(Items stored from a collection)
>> Begin
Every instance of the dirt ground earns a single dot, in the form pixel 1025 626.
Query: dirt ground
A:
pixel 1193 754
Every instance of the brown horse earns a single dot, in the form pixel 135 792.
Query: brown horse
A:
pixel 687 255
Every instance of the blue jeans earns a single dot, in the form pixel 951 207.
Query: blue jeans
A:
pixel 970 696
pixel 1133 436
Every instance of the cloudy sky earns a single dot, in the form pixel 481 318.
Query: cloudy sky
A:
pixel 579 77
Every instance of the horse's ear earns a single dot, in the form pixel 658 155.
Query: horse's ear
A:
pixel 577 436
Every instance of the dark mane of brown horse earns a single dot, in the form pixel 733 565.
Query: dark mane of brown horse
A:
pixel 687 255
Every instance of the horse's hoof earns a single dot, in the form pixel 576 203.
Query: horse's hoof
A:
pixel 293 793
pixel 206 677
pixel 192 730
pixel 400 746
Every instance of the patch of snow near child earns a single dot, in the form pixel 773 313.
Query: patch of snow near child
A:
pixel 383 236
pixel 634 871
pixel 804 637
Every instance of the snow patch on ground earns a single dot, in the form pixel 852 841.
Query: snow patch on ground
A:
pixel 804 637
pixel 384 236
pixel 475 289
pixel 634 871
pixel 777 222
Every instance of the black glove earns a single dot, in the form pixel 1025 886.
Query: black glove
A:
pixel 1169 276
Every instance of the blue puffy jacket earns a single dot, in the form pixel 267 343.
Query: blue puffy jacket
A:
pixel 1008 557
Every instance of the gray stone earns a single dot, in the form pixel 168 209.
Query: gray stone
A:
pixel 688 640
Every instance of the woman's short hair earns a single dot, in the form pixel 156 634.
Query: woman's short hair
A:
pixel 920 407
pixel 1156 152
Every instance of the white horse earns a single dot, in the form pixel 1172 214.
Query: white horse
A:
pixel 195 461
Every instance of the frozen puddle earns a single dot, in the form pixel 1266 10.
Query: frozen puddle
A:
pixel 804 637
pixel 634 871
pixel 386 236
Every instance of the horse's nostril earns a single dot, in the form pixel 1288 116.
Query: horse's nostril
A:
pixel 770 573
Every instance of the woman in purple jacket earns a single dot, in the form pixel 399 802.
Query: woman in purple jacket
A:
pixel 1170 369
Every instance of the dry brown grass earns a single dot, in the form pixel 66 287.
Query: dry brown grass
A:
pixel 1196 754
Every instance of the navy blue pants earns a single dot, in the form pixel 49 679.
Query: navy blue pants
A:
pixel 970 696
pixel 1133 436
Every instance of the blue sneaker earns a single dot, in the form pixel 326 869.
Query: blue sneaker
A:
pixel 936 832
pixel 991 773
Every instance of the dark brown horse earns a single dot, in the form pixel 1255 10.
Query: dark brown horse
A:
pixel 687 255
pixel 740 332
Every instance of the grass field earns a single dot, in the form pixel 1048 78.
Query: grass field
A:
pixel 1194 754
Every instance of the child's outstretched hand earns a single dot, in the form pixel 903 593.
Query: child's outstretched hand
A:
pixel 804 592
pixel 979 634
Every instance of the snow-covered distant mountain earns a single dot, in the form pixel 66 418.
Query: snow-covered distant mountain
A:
>> End
Render all of the data above as a numbered list, with no blank lines.

EXPECTED OUTPUT –
1. Every instance of the dirt ground earns a single dot, in the form pixel 1025 626.
2. Query: dirt ground
3. A:
4. pixel 1193 754
5. Every instance of the brown horse earns a single dot, in the form pixel 135 792.
6. Query: brown horse
7. A:
8. pixel 687 255
9. Every instance of the blue jeans earns a single dot, in the form pixel 951 207.
10. Query: blue jeans
11. A:
12. pixel 970 696
13. pixel 1133 436
14. Every instance of the cloudy sky earns a single dot, in the form pixel 481 318.
15. Query: cloudy sky
16. A:
17. pixel 579 77
18. Every instance of the horse's ear earns a single dot, in the form pixel 658 155.
19. Query: horse's ear
20. A:
21. pixel 577 436
22. Every instance of the dark mane of brown horse earns a single dot, in the form pixel 733 565.
23. Query: dark mane of brown horse
24. A:
25. pixel 687 255
26. Every instance of the horse's hoof earns a single dot, in the form pixel 576 203.
27. Query: horse's hoof
28. A:
29. pixel 293 793
30. pixel 206 677
31. pixel 192 730
32. pixel 400 746
33. Every instance of the patch of snow near child earns a single dot, in the form pixel 773 313.
34. Query: patch of snow near child
35. A:
36. pixel 383 236
37. pixel 634 871
38. pixel 804 637
39. Every instance of the snow patch on ground earns a single dot, in the form pixel 852 841.
40. Query: snow patch on ground
41. A:
42. pixel 804 637
43. pixel 384 236
44. pixel 475 289
45. pixel 634 871
46. pixel 777 222
47. Every instance of the black glove earns a single dot, in the form pixel 1025 886.
48. Query: black glove
49. A:
50. pixel 1169 276
51. Every instance of the blue puffy jacket earns a single dot, in the form pixel 267 343.
52. Query: blue puffy jacket
53. A:
54. pixel 1008 557
55. Every instance of the gray stone earns a single dot, in the form pixel 168 209.
56. Query: gray stone
57. A:
58. pixel 688 640
59. Every instance of the woman's short hair earns a single dot, in the form pixel 156 634.
60. Query: woman's short hair
61. A:
62. pixel 920 407
63. pixel 1156 152
64. Every instance of the white horse earns a single dot, in the form pixel 1172 214.
65. Query: white horse
66. A:
67. pixel 195 461
68. Every instance of the frozen puddle earns a single dot, in the form pixel 1266 10.
69. Query: frozen puddle
70. A:
71. pixel 804 637
72. pixel 634 871
73. pixel 386 236
74. Every instance of the horse's nostril earns a single dot, in the form pixel 1288 116.
75. Query: horse's nostril
76. A:
77. pixel 770 573
78. Every instance of the woman in purple jacket earns a single dot, in the form pixel 399 802.
79. Query: woman in purple jacket
80. A:
81. pixel 1170 369
82. Every instance of the dry brown grass earns a single dot, in the form pixel 66 287.
83. Query: dry brown grass
84. A:
85. pixel 1196 754
86. Every instance of the navy blue pants earns a single dot, in the form pixel 49 679.
87. Query: navy blue pants
88. A:
89. pixel 970 696
90. pixel 1133 436
91. Every instance of the blue sneaker earns a single dot, in the form pixel 326 869.
92. Query: blue sneaker
93. A:
94. pixel 936 832
95. pixel 991 773
96. Every instance of the dark brown horse earns a single dot, in the form pixel 1255 10.
97. Query: dark brown horse
98. A:
99. pixel 687 255
100. pixel 740 332
101. Every instance of the grass field earns a single dot, in the form pixel 1048 78.
102. Query: grass field
103. A:
104. pixel 1194 754
105. Every instance of the child's outstretched hand earns a single dot, in the form pixel 903 593.
106. Query: child's outstretched hand
107. A:
108. pixel 804 592
109. pixel 979 634
110. Every instance of the snow-covered distant mountain earns a single dot, in the form pixel 66 418.
111. Query: snow-covered distant mountain
112. A:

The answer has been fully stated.